Excerpt to read:

▶

EDMONDS — Once a haven for scandal during the prohibition, as well as a hospital, a church and a home, a 109-year-old historic manor near Edmonds is scheduled for demolition this month.
A fire prompted the prior owners, the Hostetler family, to sell the 7,970-square-foot Rosewood Manor in fall 2022. The buyer was Adamant Homes, a Bothell-based home building company.
The property sits at 8104 220th St. SW in Esperance, an unincorporated enclave west of Highway 99 bordered on all sides by Edmonds city limits. Photos suggest the white-trimmed, red brick home was in stellar shape, just over a year ago. Generations of homeowners had cared for the aging structure.
But maintaining a century-old building is no small feat. Some past owners were unable to keep up with costs, pushing them to sell the home. Now, the yard is overgrown, the bricks have fallen and the windows are busted. County documents indicate the manor is set to be replaced by a plot of 16 single-family homes.
Builders received a demolition permit Jan. 2, according to the county’s property and development department.
Brad Holden, a local author who writes about the history of prohibition in the Seattle area, spoke to a contractor who told him the building was set to come down some time this month.
Adamant Homes did not respond to requests for comment.
Since moving to the neighborhood in the 1990s, Holden was captivated by Rosewood Manor. He began digging into its mysteries, uncovering a colorful history that has largely been forgotten by its neighbors.

◀

What the task asks: Return everything in the Rosewood Manor article from "A fire prompted" down to "the aging structure.", copied word for word.

Supplied material:
▶

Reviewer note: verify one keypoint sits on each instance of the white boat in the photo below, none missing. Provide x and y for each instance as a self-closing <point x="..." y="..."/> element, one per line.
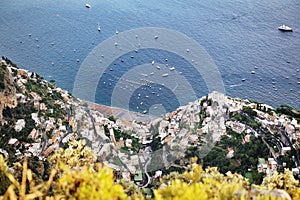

◀

Answer section:
A fire prompted the prior owners, the Hostetler family, to sell the 7,970-square-foot Rosewood Manor in fall 2022. The buyer was Adamant Homes, a Bothell-based home building company.
The property sits at 8104 220th St. SW in Esperance, an unincorporated enclave west of Highway 99 bordered on all sides by Edmonds city limits. Photos suggest the white-trimmed, red brick home was in stellar shape, just over a year ago. Generations of homeowners had cared for the aging structure.